Entries shown:
Content starts

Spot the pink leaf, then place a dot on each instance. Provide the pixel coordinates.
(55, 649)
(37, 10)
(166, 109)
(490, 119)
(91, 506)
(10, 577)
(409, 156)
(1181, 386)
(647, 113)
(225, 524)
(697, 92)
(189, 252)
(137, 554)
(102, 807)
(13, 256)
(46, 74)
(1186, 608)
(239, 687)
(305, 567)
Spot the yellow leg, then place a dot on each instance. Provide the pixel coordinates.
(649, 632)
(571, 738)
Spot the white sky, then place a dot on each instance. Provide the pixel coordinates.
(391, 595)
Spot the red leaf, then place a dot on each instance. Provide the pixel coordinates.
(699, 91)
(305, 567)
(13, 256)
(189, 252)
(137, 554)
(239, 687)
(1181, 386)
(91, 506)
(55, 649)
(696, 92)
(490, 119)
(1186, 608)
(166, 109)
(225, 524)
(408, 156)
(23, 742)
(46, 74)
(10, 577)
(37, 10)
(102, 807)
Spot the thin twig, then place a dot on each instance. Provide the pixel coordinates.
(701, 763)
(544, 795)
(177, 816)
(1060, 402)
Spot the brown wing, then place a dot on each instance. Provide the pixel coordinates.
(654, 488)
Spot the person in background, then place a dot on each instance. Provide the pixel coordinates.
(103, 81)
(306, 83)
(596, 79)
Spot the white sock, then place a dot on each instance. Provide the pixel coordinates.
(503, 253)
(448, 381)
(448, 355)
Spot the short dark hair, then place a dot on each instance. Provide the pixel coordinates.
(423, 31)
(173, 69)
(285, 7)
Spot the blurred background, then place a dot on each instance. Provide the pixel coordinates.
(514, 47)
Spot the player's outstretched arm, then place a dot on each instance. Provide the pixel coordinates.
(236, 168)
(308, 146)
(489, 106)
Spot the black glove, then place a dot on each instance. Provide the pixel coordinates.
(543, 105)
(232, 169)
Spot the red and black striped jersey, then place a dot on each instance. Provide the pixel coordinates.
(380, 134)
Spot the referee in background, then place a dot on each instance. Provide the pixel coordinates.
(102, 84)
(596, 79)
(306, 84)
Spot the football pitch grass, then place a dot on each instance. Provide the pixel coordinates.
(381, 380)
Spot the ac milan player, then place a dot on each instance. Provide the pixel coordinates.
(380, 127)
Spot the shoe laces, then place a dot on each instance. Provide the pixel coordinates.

Content ends

Aim of the exercise: Starting with the line that contains "Spot the referee", output every line through the end of the listing above, unchanged.

Exercise response:
Spot the referee in background, then place a dot on each instance. Provide the pixel coordinates.
(102, 84)
(596, 79)
(306, 84)
Spot the football pitch grass, then place a dot on each instance. Provide the pixel coordinates.
(381, 380)
Spot the ac milan player, then place a dot on each instance. Provide the pixel coordinates.
(380, 127)
Spot the shoe laces, then place a dot on each instance. Provide the pixel coordinates.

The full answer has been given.